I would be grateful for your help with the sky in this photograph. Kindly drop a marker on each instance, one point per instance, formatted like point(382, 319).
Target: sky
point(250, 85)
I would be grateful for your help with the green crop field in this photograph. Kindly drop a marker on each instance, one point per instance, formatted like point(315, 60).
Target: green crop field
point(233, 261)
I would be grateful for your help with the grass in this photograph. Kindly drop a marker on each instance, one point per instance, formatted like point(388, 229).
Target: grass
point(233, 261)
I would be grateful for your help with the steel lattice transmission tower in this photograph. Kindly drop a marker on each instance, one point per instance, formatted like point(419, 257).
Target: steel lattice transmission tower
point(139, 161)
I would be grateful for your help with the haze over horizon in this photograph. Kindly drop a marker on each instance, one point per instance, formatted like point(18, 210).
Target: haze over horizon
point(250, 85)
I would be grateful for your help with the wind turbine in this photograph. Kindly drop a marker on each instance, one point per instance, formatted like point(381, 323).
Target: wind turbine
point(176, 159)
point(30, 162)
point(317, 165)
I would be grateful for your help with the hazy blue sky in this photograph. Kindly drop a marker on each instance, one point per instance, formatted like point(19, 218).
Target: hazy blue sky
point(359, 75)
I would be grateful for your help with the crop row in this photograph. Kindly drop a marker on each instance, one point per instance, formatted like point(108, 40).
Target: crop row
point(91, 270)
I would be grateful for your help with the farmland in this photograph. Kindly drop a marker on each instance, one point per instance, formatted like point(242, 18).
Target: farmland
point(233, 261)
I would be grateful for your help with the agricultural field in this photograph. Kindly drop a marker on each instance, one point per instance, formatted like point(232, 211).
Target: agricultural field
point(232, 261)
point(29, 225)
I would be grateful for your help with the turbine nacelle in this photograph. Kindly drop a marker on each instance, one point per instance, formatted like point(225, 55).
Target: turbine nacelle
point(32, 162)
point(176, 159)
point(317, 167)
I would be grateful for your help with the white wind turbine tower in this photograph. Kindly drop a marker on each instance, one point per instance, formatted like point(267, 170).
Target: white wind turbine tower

———

### Written request
Print, unchanged, the lines of the items from the one containing "I would be grateful for your help with the steel" to the one containing "point(139, 161)", including both of those lines.

### Reply to the exercise
I would be grateful for your help with the steel lattice transmission tower in this photograph. Kindly drop a marker on each instance, one point per instance, formatted like point(419, 257).
Target: steel lattice transmission tower
point(139, 161)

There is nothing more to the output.